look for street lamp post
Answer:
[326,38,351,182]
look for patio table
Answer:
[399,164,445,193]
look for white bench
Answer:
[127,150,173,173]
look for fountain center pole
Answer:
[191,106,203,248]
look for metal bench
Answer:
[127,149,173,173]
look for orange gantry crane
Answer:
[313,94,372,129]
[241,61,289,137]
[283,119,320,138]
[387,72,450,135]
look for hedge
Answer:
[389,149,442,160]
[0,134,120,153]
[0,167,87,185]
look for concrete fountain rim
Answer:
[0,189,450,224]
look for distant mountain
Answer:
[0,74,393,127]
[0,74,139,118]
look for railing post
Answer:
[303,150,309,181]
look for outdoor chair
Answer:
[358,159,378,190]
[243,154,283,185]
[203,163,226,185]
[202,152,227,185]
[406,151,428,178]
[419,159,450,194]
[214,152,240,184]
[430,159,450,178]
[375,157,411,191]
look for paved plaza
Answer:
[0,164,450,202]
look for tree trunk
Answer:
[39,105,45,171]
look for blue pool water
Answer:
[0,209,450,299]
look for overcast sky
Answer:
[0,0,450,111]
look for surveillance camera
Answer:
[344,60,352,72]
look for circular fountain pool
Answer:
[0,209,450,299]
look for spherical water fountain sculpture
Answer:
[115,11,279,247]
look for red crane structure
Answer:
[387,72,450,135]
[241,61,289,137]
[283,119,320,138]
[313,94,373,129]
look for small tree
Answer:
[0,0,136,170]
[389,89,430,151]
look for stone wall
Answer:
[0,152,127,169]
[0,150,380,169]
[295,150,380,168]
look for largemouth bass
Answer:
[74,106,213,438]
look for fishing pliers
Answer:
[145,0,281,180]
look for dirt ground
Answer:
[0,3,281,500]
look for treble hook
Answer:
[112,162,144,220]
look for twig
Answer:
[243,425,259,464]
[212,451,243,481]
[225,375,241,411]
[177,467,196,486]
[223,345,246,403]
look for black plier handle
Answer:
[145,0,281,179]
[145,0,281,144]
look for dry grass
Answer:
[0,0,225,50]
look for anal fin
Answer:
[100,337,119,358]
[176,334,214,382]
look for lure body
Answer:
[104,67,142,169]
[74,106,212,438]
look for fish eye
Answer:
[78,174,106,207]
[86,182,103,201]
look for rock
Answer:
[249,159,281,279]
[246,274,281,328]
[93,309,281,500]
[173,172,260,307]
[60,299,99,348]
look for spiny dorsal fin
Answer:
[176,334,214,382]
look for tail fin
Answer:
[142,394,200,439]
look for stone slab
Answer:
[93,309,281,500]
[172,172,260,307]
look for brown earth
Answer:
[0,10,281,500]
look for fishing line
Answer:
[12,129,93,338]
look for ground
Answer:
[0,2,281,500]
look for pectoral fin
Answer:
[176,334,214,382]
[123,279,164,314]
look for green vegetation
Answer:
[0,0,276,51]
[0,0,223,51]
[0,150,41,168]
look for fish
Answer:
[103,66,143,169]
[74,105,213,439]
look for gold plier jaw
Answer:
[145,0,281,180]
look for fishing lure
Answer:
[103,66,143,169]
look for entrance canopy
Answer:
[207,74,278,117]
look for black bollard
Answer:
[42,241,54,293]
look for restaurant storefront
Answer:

------

▶ Do this
Rewrite the lines above with every "look for" changed to "locate" and nothing else altered.

▶ Finished answer
locate street lamp post
Answer:
[326,38,351,182]
locate patio table
Answer:
[399,164,445,193]
locate white bench
Answer:
[127,150,173,173]
locate fountain center pole
Answer:
[191,106,203,248]
locate metal bench
Answer:
[127,149,173,173]
locate orange gantry crane
Answer:
[313,94,372,129]
[241,61,289,137]
[283,119,320,138]
[387,72,450,135]
locate hedge
Answer:
[389,149,442,160]
[0,134,120,153]
[0,167,87,185]
locate concrete fountain rim
Answer:
[0,189,450,224]
locate distant mountain
Answer:
[0,74,393,127]
[0,74,139,118]
locate railing post
Answer:
[303,150,309,181]
locate outdoor chair
Answer:
[358,159,378,190]
[243,154,283,185]
[203,163,226,185]
[202,152,227,185]
[406,151,428,178]
[419,159,450,194]
[214,152,240,184]
[430,159,450,178]
[375,157,411,191]
locate paved plaza
Answer:
[0,164,450,202]
locate tree trunk
Answer:
[39,105,45,171]
locate blue pool water
Answer:
[0,209,450,299]
locate overcast sky
Answer:
[0,0,450,111]
locate surveillance camera
Answer:
[344,60,352,72]
locate circular fountain pool
Answer:
[0,209,450,299]
locate spherical water fountain sculpture
Answer:
[115,11,279,247]
locate red crane structure
Answer:
[387,72,450,135]
[241,61,289,137]
[283,119,320,138]
[313,94,373,129]
locate small tree
Answer:
[0,0,136,170]
[389,89,430,151]
locate stone wall
Answer:
[0,152,127,169]
[0,150,380,169]
[295,150,380,168]
locate largemouth bass
Answer:
[74,106,213,438]
locate fishing pliers
Answer:
[145,0,281,180]
locate dirt ground
Answer:
[0,3,281,500]
locate treble hook
Answer:
[112,162,144,220]
locate twig
Answer:
[243,425,259,464]
[212,451,243,481]
[225,375,241,411]
[177,467,196,486]
[223,345,246,403]
locate black plier handle
Answer:
[145,0,281,179]
[145,0,281,144]
locate dry grass
Answer:
[0,0,225,50]
locate anal fin
Answer:
[100,337,119,358]
[176,334,214,382]
locate lure body
Answer:
[104,67,142,169]
[74,106,212,438]
locate fish eye
Answer:
[78,174,106,207]
[86,182,103,201]
locate rock
Answer:
[249,159,281,279]
[246,274,281,328]
[93,309,281,500]
[173,172,260,307]
[60,299,99,348]
locate spiny dorsal fin
Answer:
[176,334,214,382]
locate tail fin
Answer:
[142,394,200,439]
locate stone slab
Answer:
[93,309,281,500]
[172,172,260,307]
locate brown earth
Answer:
[0,10,281,500]
locate fishing line
Answer:
[12,129,93,338]
locate ground
Answer:
[0,2,281,500]
locate pectoral fin
Answer:
[176,334,214,382]
[123,279,164,314]
locate green vegetation
Answer:
[0,0,276,51]
[0,0,223,51]
[0,150,41,168]
locate fish
Answer:
[103,66,143,169]
[74,105,213,439]
locate gold plier jaw
Answer:
[145,0,281,180]
locate fishing lure
Answer:
[103,66,143,169]
locate entrance canopy
Answer:
[207,74,278,117]
locate black bollard
Answer:
[42,241,54,293]
locate restaurant storefront
Answer:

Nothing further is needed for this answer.